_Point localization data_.
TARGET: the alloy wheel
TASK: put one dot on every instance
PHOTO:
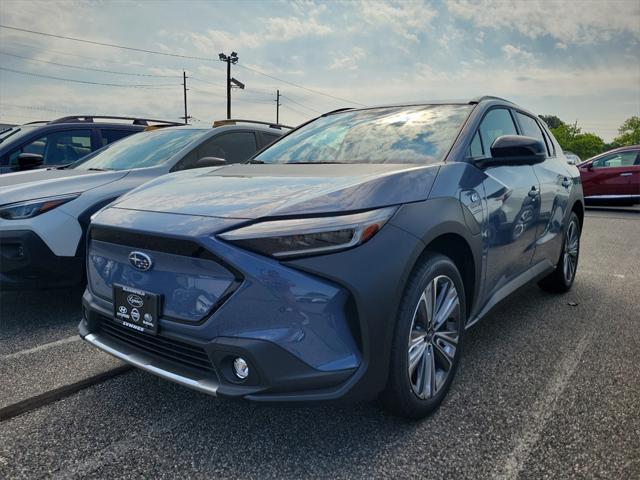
(433, 338)
(571, 246)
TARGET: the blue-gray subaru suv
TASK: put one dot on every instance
(345, 261)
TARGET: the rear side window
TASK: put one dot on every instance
(234, 147)
(616, 160)
(496, 123)
(475, 149)
(267, 139)
(530, 128)
(110, 136)
(57, 148)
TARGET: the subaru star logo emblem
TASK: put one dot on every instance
(140, 260)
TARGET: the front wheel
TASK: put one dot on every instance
(561, 279)
(426, 343)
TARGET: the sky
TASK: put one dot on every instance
(579, 60)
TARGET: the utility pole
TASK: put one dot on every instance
(229, 59)
(184, 87)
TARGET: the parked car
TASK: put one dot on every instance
(572, 158)
(345, 261)
(63, 141)
(613, 176)
(44, 214)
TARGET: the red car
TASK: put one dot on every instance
(612, 176)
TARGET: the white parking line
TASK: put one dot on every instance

_WORK TO BE COMPLETED_.
Find every line in the records that has the word "TARGET". Copy those lines.

_RESPONSE BOX_.
TARGET: the alloy wheel
TARGET: the blue-gray subaru suv
TARGET: the rear side window
TARGET: the subaru star logo emblem
TARGET: the front wheel
TARGET: the sky
TARGET: the utility pole
TARGET: the parked car
TARGET: the red car
TARGET: the white parking line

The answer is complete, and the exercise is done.